# TRANSFORM SILVER LAYER DATA TO GOLD LAYER

In [1]:
# IMPORT RELEVANT PACKAGES

from pyspark.sql import functions as F
from pyspark.sql.window import Window
from pyspark.sql.types import StringType, IntegerType, LongType, BooleanType, DateType, TimestampType, DecimalType

silver_schema = "silver"
gold_schema = "gold"

print(f"Starting silver to gold transformation.")
print(f"Reading from silver schema: {silver_schema}")
print(f"Writing to Gold Schema: {gold_schema}")
print("-" * 30)

StatementMeta(, 3f6ff14e-60aa-4bff-ba17-6a03df53709b, 3, Finished, Available, Finished)

Starting silver to gold transformation.
Reading from silver schema: silver
Writing to Gold Schema: gold
------------------------------


### Generate dim_date table

In [2]:
# Generate Date Dimension covering the range of transaction dates

print("Generating Dimension: dim_date")

_YOUR TASKS_:
(a) In the silver-to-gold notebook, which dimension table does the second code block set out to generate?
(b) Continue the silver-to-gold notebook from its last line, writing the code that follows it.

_DATA SHOWN_:
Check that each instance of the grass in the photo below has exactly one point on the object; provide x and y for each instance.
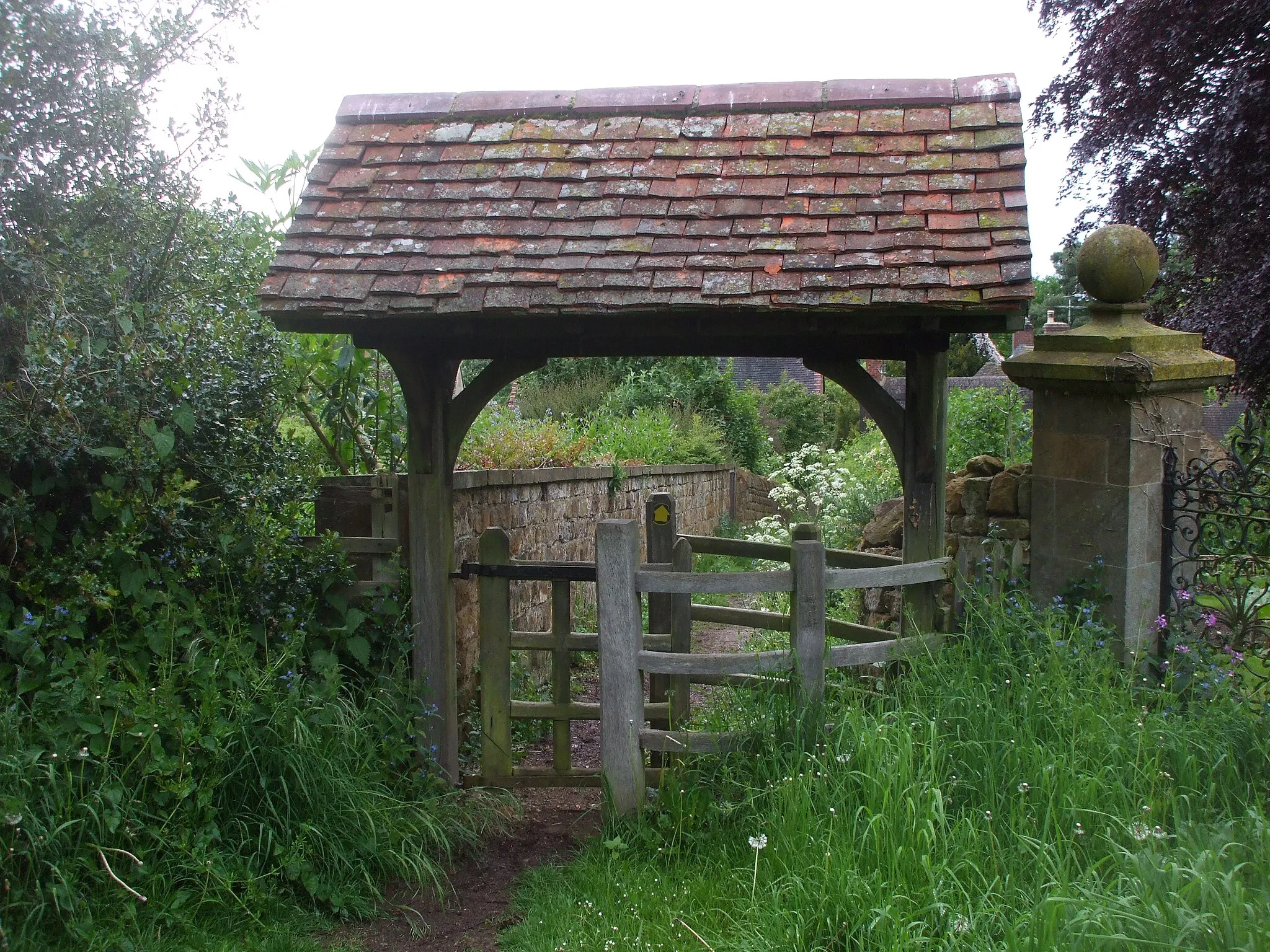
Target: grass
(1019, 790)
(286, 816)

_RESULTS BY TASK_:
(a) dim_date

(b)
# Find min and max transaction dates from the silver transaction details
min_max_dates = spark.read.format("delta").table(f"{silver_schema}.silver_transaction_details") \
    .agg(F.min("transaction_ts").alias("min_date"), F.max("transaction_ts").alias("max_date")) \
    .first()

start_date = min_max_dates["min_date"].date()
end_date = min_max_dates["max_date"].date()

print(f"Date range for dimension: {start_date} to {end_date}")

# Generate sequence of dates using Spark SQL
date_df = spark.sql(f"SELECT explode(sequence(to_date('{start_date}'), to_date('{end_date}'), interval 1 day)) AS calendar_date")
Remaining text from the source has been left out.